Source records
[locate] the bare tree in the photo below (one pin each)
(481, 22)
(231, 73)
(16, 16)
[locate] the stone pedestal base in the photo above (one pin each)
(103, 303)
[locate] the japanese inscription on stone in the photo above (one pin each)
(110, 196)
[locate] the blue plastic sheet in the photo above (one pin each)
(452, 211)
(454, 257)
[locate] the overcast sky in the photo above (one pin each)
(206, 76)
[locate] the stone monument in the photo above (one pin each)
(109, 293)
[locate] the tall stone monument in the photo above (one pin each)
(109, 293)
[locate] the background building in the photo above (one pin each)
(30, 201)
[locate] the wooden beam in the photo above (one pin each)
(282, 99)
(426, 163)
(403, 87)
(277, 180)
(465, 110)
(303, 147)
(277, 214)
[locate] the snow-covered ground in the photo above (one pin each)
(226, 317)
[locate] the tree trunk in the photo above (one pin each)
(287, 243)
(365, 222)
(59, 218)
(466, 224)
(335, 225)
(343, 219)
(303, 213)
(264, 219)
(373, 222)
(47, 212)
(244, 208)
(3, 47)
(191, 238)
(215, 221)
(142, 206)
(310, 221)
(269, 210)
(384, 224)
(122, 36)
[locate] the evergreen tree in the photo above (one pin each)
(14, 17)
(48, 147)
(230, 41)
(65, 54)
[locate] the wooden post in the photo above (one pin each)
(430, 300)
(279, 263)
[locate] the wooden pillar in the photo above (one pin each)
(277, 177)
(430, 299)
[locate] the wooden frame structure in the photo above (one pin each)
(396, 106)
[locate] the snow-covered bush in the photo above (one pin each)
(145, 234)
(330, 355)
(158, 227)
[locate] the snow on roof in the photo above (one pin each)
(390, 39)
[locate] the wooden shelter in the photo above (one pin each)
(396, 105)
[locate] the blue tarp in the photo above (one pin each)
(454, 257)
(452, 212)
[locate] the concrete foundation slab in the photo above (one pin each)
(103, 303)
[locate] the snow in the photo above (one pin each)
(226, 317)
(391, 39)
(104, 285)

Exercise task:
Can you reproduce the material above with every "wooden" renamed to "timber" and everything else left unchanged?

Correct result:
[locate] the bare tree in the photo below (one pin each)
(481, 22)
(231, 73)
(16, 16)
[locate] the stone pedestal base in the photo above (one pin each)
(103, 303)
[locate] the japanese inscription on stone in the photo above (one pin each)
(110, 196)
[locate] the blue plastic sheet in the photo above (one pin each)
(452, 211)
(454, 257)
[locate] the overcast sky in the photo above (one pin each)
(206, 76)
[locate] the stone monument in the photo above (one pin each)
(109, 293)
[locate] the tall stone monument in the photo above (one pin each)
(109, 293)
[locate] the background building in the photo above (one pin each)
(30, 201)
[locate] the timber beam in the photo above (one pin each)
(282, 99)
(426, 163)
(403, 87)
(277, 180)
(465, 110)
(303, 147)
(277, 214)
[locate] the snow-covered ground in the photo above (one pin each)
(226, 317)
[locate] the tree trunk in the photo above (one pin each)
(287, 243)
(365, 222)
(59, 218)
(466, 224)
(335, 225)
(343, 219)
(303, 213)
(264, 219)
(373, 222)
(47, 212)
(244, 208)
(3, 47)
(191, 238)
(215, 221)
(142, 206)
(310, 221)
(269, 210)
(384, 224)
(122, 36)
[locate] the evergreen tree in the photo above (one pin each)
(14, 17)
(48, 147)
(230, 41)
(65, 54)
[locate] the timber post in the photo above (one pin each)
(430, 300)
(279, 263)
[locate] the timber pillar in the photo above (one pin each)
(277, 177)
(430, 299)
[locate] the timber frame structure in the photo above (one pin each)
(396, 106)
[locate] the snow-covered bush in the photo above (one pin each)
(145, 234)
(330, 355)
(158, 227)
[locate] the snow on roof in the photo above (one pin each)
(390, 39)
[locate] the timber shelter in the photo above (one pin each)
(396, 105)
[locate] the blue tarp in the photo above (one pin each)
(454, 257)
(452, 212)
[locate] the concrete foundation slab in the photo above (one pin each)
(103, 303)
[locate] the snow in the photo above (one pin each)
(226, 317)
(391, 39)
(104, 285)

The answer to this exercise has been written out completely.